## Point-per-instance localization data
>>

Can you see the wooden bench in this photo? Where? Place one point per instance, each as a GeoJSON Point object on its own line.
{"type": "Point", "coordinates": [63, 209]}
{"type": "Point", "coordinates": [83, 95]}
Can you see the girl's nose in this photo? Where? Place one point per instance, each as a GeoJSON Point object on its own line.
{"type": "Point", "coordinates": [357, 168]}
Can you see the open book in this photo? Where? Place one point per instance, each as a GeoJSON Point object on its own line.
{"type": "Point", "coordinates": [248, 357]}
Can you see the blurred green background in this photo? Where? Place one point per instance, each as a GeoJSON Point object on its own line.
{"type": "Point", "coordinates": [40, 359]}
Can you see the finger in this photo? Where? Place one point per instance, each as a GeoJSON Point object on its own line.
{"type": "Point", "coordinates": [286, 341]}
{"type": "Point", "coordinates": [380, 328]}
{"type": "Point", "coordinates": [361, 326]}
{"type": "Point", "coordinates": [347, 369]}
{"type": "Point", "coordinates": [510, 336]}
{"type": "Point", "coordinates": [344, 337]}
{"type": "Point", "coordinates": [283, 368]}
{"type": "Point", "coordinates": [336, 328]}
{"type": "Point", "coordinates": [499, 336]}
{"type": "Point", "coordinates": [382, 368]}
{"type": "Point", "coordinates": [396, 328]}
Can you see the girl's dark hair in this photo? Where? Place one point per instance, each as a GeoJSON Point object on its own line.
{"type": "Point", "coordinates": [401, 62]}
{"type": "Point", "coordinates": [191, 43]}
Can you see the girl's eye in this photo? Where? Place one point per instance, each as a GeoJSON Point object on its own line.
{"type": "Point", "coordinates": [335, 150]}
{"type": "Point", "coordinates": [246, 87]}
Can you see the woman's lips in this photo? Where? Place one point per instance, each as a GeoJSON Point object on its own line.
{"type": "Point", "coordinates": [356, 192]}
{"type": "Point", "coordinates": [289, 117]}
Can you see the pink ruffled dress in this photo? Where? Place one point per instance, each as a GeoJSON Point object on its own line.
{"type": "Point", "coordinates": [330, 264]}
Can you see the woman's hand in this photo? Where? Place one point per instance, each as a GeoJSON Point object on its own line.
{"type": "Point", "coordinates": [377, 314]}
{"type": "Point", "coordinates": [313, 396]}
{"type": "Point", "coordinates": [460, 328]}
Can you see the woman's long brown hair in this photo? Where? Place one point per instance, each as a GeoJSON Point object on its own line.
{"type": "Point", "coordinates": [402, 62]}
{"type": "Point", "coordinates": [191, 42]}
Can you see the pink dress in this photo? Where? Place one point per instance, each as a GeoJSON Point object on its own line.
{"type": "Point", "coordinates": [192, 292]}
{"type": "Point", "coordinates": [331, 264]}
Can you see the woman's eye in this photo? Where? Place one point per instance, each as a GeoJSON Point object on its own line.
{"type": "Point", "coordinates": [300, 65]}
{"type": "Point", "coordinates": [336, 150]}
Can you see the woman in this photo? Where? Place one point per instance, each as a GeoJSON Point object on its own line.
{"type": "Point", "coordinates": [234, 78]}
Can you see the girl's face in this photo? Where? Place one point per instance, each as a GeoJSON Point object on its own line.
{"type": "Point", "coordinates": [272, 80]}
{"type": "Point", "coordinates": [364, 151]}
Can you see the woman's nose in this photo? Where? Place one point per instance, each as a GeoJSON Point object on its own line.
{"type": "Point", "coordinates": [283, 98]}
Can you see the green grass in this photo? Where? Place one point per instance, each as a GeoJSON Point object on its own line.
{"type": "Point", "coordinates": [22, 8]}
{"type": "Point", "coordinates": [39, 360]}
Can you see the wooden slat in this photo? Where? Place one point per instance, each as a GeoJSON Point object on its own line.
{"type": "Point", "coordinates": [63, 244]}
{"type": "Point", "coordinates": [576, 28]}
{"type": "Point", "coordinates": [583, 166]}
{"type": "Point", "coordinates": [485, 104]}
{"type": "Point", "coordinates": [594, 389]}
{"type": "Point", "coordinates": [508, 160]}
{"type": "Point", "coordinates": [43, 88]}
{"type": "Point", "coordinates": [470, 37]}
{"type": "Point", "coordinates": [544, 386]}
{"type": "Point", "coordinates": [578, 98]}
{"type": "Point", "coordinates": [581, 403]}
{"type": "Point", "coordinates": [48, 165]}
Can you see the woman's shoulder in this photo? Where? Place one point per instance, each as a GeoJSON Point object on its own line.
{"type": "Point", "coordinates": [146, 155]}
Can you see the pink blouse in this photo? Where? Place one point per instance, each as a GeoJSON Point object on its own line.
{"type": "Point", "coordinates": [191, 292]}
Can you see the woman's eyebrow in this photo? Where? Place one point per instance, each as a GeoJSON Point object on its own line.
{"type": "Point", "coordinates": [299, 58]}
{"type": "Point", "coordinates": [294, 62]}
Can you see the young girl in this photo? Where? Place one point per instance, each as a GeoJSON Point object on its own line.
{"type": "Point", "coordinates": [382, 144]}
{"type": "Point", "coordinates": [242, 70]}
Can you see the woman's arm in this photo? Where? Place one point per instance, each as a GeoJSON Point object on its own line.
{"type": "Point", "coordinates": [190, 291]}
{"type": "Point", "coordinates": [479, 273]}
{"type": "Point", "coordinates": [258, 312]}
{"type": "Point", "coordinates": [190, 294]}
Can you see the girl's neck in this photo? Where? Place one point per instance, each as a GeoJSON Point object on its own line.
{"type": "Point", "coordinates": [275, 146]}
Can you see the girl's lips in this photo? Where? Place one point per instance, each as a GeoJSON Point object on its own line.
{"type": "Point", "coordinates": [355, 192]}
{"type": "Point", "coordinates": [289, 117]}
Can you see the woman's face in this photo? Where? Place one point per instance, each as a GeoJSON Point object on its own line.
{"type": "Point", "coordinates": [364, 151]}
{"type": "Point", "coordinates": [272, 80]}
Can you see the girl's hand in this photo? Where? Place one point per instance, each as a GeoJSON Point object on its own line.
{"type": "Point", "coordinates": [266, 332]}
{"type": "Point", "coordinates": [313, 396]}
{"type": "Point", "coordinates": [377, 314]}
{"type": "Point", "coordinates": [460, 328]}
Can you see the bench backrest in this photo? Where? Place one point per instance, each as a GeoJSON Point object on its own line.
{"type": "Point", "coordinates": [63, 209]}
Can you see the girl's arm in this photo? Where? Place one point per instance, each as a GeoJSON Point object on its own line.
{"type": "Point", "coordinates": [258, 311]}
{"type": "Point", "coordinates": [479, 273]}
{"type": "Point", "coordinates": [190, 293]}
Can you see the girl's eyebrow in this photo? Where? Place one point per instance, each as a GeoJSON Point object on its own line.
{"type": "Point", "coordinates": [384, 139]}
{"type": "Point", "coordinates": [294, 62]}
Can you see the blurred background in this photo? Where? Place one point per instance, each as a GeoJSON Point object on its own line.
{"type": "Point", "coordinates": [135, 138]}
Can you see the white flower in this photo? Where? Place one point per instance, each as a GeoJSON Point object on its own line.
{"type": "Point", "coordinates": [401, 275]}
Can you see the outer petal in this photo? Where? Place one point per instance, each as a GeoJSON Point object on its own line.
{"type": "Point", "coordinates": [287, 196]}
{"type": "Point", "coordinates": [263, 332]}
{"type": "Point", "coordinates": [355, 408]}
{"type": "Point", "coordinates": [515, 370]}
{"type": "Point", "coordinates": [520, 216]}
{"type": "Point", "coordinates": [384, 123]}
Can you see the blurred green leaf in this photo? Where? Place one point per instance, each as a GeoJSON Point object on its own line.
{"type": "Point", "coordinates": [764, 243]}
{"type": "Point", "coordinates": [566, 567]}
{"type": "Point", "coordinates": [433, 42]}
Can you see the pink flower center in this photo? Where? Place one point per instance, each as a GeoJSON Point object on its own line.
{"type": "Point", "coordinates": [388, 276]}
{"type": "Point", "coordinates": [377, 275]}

<<

## Problem requirements
Give back the data above, repeating every record exactly.

## Answer below
Can you see the wooden bench in this photo? Where? Place one point per instance, each as a GeoJSON Point object on its own line.
{"type": "Point", "coordinates": [63, 209]}
{"type": "Point", "coordinates": [83, 95]}
Can you see the girl's nose in this photo? Where? Place one point per instance, each as a GeoJSON Point object on its own line.
{"type": "Point", "coordinates": [357, 168]}
Can you see the open book in this photo? Where? Place one point per instance, each as a GeoJSON Point object on its own line.
{"type": "Point", "coordinates": [248, 357]}
Can you see the blurred green background in this photo? Where? Place one point per instance, each as a GeoJSON Point object on its own line.
{"type": "Point", "coordinates": [40, 359]}
Can you see the finger in this photo? Where? Place one point per instance, each as a GeoJSON Point object on its own line.
{"type": "Point", "coordinates": [286, 341]}
{"type": "Point", "coordinates": [380, 328]}
{"type": "Point", "coordinates": [361, 326]}
{"type": "Point", "coordinates": [347, 369]}
{"type": "Point", "coordinates": [510, 336]}
{"type": "Point", "coordinates": [344, 337]}
{"type": "Point", "coordinates": [283, 368]}
{"type": "Point", "coordinates": [336, 328]}
{"type": "Point", "coordinates": [499, 336]}
{"type": "Point", "coordinates": [382, 368]}
{"type": "Point", "coordinates": [396, 328]}
Can you see the girl's dark hair in this photo? Where? Place one point per instance, each as a GeoJSON Point object on its own line.
{"type": "Point", "coordinates": [401, 62]}
{"type": "Point", "coordinates": [191, 43]}
Can you see the girl's eye in this photo? Where? Place one point per instance, each as a GeoJSON Point object on its own line.
{"type": "Point", "coordinates": [335, 150]}
{"type": "Point", "coordinates": [246, 87]}
Can you see the woman's lips in this photo? Where? Place one point per instance, each as a GeoJSON Point object on its own line.
{"type": "Point", "coordinates": [356, 192]}
{"type": "Point", "coordinates": [289, 117]}
Can you see the pink ruffled dress in this photo? Where? Place one point per instance, each as a GeoJSON Point object on its own line.
{"type": "Point", "coordinates": [330, 264]}
Can you see the woman's hand in this photo? Where? Place one point per instance, each as a GeoJSON Point object on its own line.
{"type": "Point", "coordinates": [377, 314]}
{"type": "Point", "coordinates": [313, 396]}
{"type": "Point", "coordinates": [460, 328]}
Can you see the woman's long brown hair in this photo? Where? Place one point per instance, each as a GeoJSON Point object on its own line.
{"type": "Point", "coordinates": [402, 62]}
{"type": "Point", "coordinates": [191, 42]}
Can you see the pink dress in this photo? Where? Place one point per instance, each as a GeoJSON Point object on its own line.
{"type": "Point", "coordinates": [192, 292]}
{"type": "Point", "coordinates": [331, 264]}
Can you see the woman's eye in this photo? Where? Place one point per instance, each as a GeoJSON Point object on its own line.
{"type": "Point", "coordinates": [300, 65]}
{"type": "Point", "coordinates": [336, 150]}
Can you see the woman in this photo? Where? Place one point per instance, each as a GeoJSON Point object on its own line.
{"type": "Point", "coordinates": [234, 78]}
Can you see the girl's face in this photo? Where? Place one point per instance, each as a GeoJSON Point object on its own line.
{"type": "Point", "coordinates": [272, 80]}
{"type": "Point", "coordinates": [364, 151]}
Can you see the woman's nose in this photo? Where? Place one point per instance, each as a GeoJSON Point object on its own line.
{"type": "Point", "coordinates": [283, 98]}
Can you see the green grass in this photo? Where? Place one point per instance, each as a GeoJSON Point object on its own line.
{"type": "Point", "coordinates": [22, 8]}
{"type": "Point", "coordinates": [39, 360]}
Can you see the wooden slat in this photo? Where? Place one point per instance, each as a GeoJSON Point object on its own line.
{"type": "Point", "coordinates": [63, 244]}
{"type": "Point", "coordinates": [576, 28]}
{"type": "Point", "coordinates": [583, 166]}
{"type": "Point", "coordinates": [485, 104]}
{"type": "Point", "coordinates": [594, 389]}
{"type": "Point", "coordinates": [508, 160]}
{"type": "Point", "coordinates": [43, 88]}
{"type": "Point", "coordinates": [470, 37]}
{"type": "Point", "coordinates": [544, 386]}
{"type": "Point", "coordinates": [578, 98]}
{"type": "Point", "coordinates": [581, 403]}
{"type": "Point", "coordinates": [48, 165]}
Can you see the woman's shoulder in this photo? Where? Place one point per instance, each as a GeoJSON Point object on its own line.
{"type": "Point", "coordinates": [146, 155]}
Can you see the pink blouse in this photo? Where? Place one point per instance, each as a GeoJSON Point object on its own line.
{"type": "Point", "coordinates": [191, 292]}
Can you see the woman's eyebrow in this photo? Where? Place one point per instance, each as a GeoJSON Point object on its own line.
{"type": "Point", "coordinates": [299, 58]}
{"type": "Point", "coordinates": [294, 62]}
Can you see the young girl in this photo? Where? Place one point per instance, each as a GeoJSON Point object on its own line.
{"type": "Point", "coordinates": [382, 144]}
{"type": "Point", "coordinates": [242, 70]}
Can you see the woman's arm in this photo? Where? Place one point per instance, each as a GeoJSON Point object on its own line.
{"type": "Point", "coordinates": [190, 291]}
{"type": "Point", "coordinates": [479, 273]}
{"type": "Point", "coordinates": [258, 312]}
{"type": "Point", "coordinates": [190, 294]}
Can you see the girl's neck in this photo? Where? Place one point per instance, each as a GeoJSON Point object on its own line.
{"type": "Point", "coordinates": [275, 146]}
Can you see the girl's lips in this photo? Where? Place one point per instance, each as a GeoJSON Point object on its own line.
{"type": "Point", "coordinates": [355, 192]}
{"type": "Point", "coordinates": [289, 117]}
Can you see the woman's face in this photo? Where? Place one point per instance, each as a GeoJSON Point object on its own line.
{"type": "Point", "coordinates": [364, 151]}
{"type": "Point", "coordinates": [272, 80]}
Can you see the girl's hand in this photo? Where? Place one point per instance, each as a GeoJSON Point object on its own line.
{"type": "Point", "coordinates": [266, 332]}
{"type": "Point", "coordinates": [313, 396]}
{"type": "Point", "coordinates": [377, 314]}
{"type": "Point", "coordinates": [460, 328]}
Can you see the bench backrest in this photo? Where? Place one point per instance, each as a GeoJSON Point object on its own line.
{"type": "Point", "coordinates": [63, 209]}
Can you see the girl's arm in this photo? Where? Place one point per instance, each as a GeoJSON Point object on its own line.
{"type": "Point", "coordinates": [258, 311]}
{"type": "Point", "coordinates": [479, 273]}
{"type": "Point", "coordinates": [190, 293]}
Can you see the girl's eyebrow in this photo? Where? Place one point per instance, each as a GeoJSON Point object on its own line.
{"type": "Point", "coordinates": [384, 139]}
{"type": "Point", "coordinates": [294, 62]}
Can you see the blurred background in this photo? Where? Place one point per instance, each as a GeoJSON Point object on its own line.
{"type": "Point", "coordinates": [135, 138]}
Can you see the white flower in this photo? Where? Place one point per instance, each as a GeoJSON Point object on its own line.
{"type": "Point", "coordinates": [401, 275]}
Can you see the outer petal in this photo? Where? Place one point per instance, each as a GeoJSON Point object on its own line.
{"type": "Point", "coordinates": [287, 196]}
{"type": "Point", "coordinates": [263, 332]}
{"type": "Point", "coordinates": [355, 408]}
{"type": "Point", "coordinates": [515, 370]}
{"type": "Point", "coordinates": [520, 216]}
{"type": "Point", "coordinates": [384, 123]}
Can you see the blurred green leaf in this photo? Where? Place one point per instance, each as a GeoJSON Point object on its own line.
{"type": "Point", "coordinates": [764, 243]}
{"type": "Point", "coordinates": [566, 567]}
{"type": "Point", "coordinates": [433, 42]}
Can you see the pink flower center in this photo? Where? Place one point per instance, each as a GeoJSON Point object on its own line.
{"type": "Point", "coordinates": [388, 276]}
{"type": "Point", "coordinates": [377, 275]}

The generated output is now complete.